─── Supplied records ───

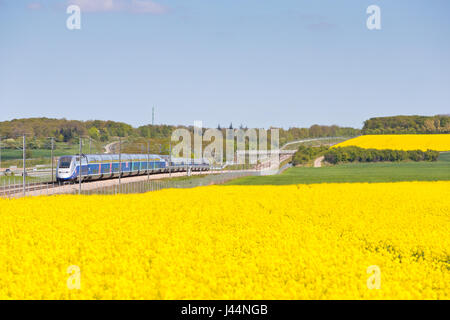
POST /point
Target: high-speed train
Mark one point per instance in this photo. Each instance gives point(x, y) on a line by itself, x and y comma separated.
point(105, 166)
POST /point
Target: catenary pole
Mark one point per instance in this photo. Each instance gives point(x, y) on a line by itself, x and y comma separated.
point(24, 165)
point(148, 161)
point(79, 173)
point(120, 159)
point(52, 157)
point(170, 158)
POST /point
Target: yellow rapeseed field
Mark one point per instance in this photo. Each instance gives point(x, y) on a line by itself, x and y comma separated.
point(438, 142)
point(261, 242)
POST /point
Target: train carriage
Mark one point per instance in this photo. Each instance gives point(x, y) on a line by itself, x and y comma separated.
point(106, 166)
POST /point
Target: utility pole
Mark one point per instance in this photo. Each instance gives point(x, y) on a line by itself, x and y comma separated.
point(120, 159)
point(52, 156)
point(24, 165)
point(79, 173)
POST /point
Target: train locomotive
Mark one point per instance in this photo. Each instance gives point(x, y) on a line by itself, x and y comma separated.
point(106, 166)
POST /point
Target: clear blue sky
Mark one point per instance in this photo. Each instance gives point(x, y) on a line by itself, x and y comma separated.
point(256, 62)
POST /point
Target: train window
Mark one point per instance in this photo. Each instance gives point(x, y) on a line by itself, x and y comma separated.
point(64, 162)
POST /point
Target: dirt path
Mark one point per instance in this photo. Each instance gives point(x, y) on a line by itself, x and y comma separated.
point(318, 162)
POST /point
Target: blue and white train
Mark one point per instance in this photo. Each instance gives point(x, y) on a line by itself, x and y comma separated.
point(106, 166)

───

Write out all of the material above again, swapping "Target" for "Object" everywhere it occurs and leaving everything else unchanged. Omit the pictures.

POST /point
Object: high-speed train
Mark one point per instance in this photo. Each instance gives point(x, y) on a line by itself, x and y comma separated.
point(105, 166)
POST /point
Object: catenary pole
Mark one point per instance in this photo. Each instance gives point(x, y) on a line by itself, x and y comma separated.
point(24, 165)
point(148, 161)
point(79, 173)
point(120, 159)
point(52, 157)
point(170, 158)
POST /point
Object: yellow rapeseed field
Mark one point per instance in this photo. Each instance gives point(x, y) on a line by itself, x and y comma separated.
point(438, 142)
point(261, 242)
POST /point
Object: train carriage
Mark one point per instance in this photo. Each instance gives point(x, y) on a line by itself, x and y comma separated.
point(106, 166)
POST /point
Object: utility pole
Mark one point per instance in this photo. Each instance gives point(x, y) on a line by itself, x and y comma separated.
point(120, 159)
point(52, 156)
point(24, 165)
point(79, 173)
POST /point
Object: train locomotive
Mark one point per instance in this photo. Each instance gives point(x, y) on a line by itself, x and y comma separated.
point(106, 166)
POST /point
Object: clear blue sky
Mark one point per instance in this photo. Each instance gives point(x, y) on a line by itself, x and y comma separated.
point(256, 62)
POST /point
Object: train window
Mark one point per instance in this photo. Each instance gives point(x, y) on a line by itself, x and y comma separated.
point(64, 162)
POST /point
Object: dirt path
Mark one point per instance in this photo. Each instance gives point(x, y) on a line by itself, x and y comma separated.
point(318, 162)
POST /point
Object: blue and white train
Mark one point per instance in this photo. Each instance gives point(x, y) on a line by itself, x and y comma separated.
point(106, 166)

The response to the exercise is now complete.